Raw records
▬▬▬

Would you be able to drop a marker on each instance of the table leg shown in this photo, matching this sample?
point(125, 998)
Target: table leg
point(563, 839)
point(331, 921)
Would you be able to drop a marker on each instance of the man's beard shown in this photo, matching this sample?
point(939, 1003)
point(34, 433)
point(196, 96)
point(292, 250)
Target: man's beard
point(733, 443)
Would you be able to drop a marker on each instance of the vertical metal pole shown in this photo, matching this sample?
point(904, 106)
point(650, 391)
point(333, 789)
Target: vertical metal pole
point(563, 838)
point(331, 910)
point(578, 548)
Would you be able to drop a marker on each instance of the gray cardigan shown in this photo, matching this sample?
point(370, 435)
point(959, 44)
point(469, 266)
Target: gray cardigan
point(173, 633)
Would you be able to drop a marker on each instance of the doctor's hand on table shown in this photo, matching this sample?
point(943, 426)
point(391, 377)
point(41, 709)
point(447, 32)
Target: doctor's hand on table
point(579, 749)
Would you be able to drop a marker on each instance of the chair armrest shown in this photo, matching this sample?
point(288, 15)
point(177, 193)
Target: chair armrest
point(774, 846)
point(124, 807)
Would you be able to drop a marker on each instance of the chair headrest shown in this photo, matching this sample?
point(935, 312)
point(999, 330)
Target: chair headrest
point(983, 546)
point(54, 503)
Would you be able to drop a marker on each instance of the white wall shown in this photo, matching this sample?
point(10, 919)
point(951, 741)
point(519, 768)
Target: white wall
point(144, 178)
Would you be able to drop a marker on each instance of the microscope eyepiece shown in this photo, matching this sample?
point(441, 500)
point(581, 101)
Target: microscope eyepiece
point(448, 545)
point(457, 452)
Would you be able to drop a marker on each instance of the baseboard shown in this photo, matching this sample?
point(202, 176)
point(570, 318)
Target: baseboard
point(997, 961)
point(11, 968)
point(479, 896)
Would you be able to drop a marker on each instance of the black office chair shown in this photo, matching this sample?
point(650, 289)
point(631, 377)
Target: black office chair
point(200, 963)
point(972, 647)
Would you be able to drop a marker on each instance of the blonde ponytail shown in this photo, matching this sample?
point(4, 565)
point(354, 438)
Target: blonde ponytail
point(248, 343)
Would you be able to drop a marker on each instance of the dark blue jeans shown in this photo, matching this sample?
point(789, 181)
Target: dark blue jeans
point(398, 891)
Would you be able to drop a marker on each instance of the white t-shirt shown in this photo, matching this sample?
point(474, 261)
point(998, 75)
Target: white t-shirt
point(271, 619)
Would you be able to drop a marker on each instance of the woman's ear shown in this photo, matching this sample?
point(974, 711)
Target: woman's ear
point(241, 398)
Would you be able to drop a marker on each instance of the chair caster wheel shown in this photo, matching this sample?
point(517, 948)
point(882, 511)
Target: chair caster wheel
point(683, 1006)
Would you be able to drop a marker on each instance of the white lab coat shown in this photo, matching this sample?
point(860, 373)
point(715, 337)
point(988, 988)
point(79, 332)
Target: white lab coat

▬▬▬

- **Work to complete**: Edit the material above so that every "drop a marker on" becomes "place a pin on", keep all other text the same, and write out the full result.

- **Worked answer**:
Would you be able to place a pin on each instance of the table leg shown in this photo, matching this sample?
point(125, 998)
Target: table leg
point(563, 839)
point(331, 921)
Would you be able to place a pin on each instance of the man's beard shown in this photo, matching this sample?
point(939, 1003)
point(34, 433)
point(196, 96)
point(292, 250)
Target: man's beard
point(733, 443)
Would you be able to place a pin on each instance of the vertical metal pole shown in this photo, matching this sample?
point(904, 106)
point(650, 391)
point(333, 789)
Target: vertical metal pole
point(563, 838)
point(331, 910)
point(578, 548)
Would you be able to place a pin on each instance of the gray cardigan shown in this photo, matching this sample?
point(370, 435)
point(959, 44)
point(469, 266)
Target: gray cardigan
point(173, 633)
Would you be able to place a pin on each instance of the doctor's hand on table shown in this photo, matching this sample?
point(943, 426)
point(391, 377)
point(41, 709)
point(447, 32)
Target: doctor's hand on table
point(579, 749)
Would you be able to place a pin on each instance of the chair armrest shown in this photo, matching this sample?
point(288, 15)
point(177, 193)
Target: chair armrest
point(774, 846)
point(124, 807)
Would you be able to place a pin on each instance of the chair headrest shown in this photo, matching this sample?
point(935, 312)
point(999, 330)
Target: chair headrest
point(983, 546)
point(54, 503)
Would you be able to place a pin on each instance of the white wall shown in this photo, matching this sample?
point(10, 919)
point(951, 741)
point(519, 768)
Target: white wall
point(144, 178)
Would you be able to place a pin on each instance of the microscope eyepiece shown in this photo, matching this sample?
point(441, 500)
point(581, 101)
Target: microscope eyepiece
point(448, 545)
point(457, 452)
Would you be able to place a pin on each instance of the baseboard shown in this photo, matching this sample?
point(202, 176)
point(570, 318)
Target: baseboard
point(997, 961)
point(11, 968)
point(479, 896)
Would you be able to place a pin on each instance of the black office chair shown in this photo, matching this sample?
point(650, 289)
point(631, 377)
Target: black office chair
point(200, 963)
point(972, 647)
Would you be able to place a pin on each instance of the blonde ponytail shown in this photo, matching this sample?
point(4, 565)
point(354, 438)
Target: blonde ponytail
point(248, 343)
Would you be able to place a pin on each instance of the dark blue jeans shown in this photo, matching this sample?
point(789, 181)
Target: dark blue jeans
point(398, 891)
Would you be able to place a pin on each instance of the white t-shirt shown in this photo, matching this sample?
point(474, 261)
point(998, 75)
Target: white t-shirt
point(271, 619)
Would you be able to place a pin on each instance of the woman's ear shown in this photo, matching this sample?
point(974, 711)
Target: woman's ear
point(241, 398)
Would you be able to place a pin on each instance of the chair caster wheel shown in this photo, matching this sample?
point(517, 948)
point(882, 511)
Target: chair caster wheel
point(683, 1006)
Would you be able to place a pin on each instance of the white lab coat shown in this photo, matching this sample?
point(860, 373)
point(715, 337)
point(988, 988)
point(79, 332)
Target: white lab coat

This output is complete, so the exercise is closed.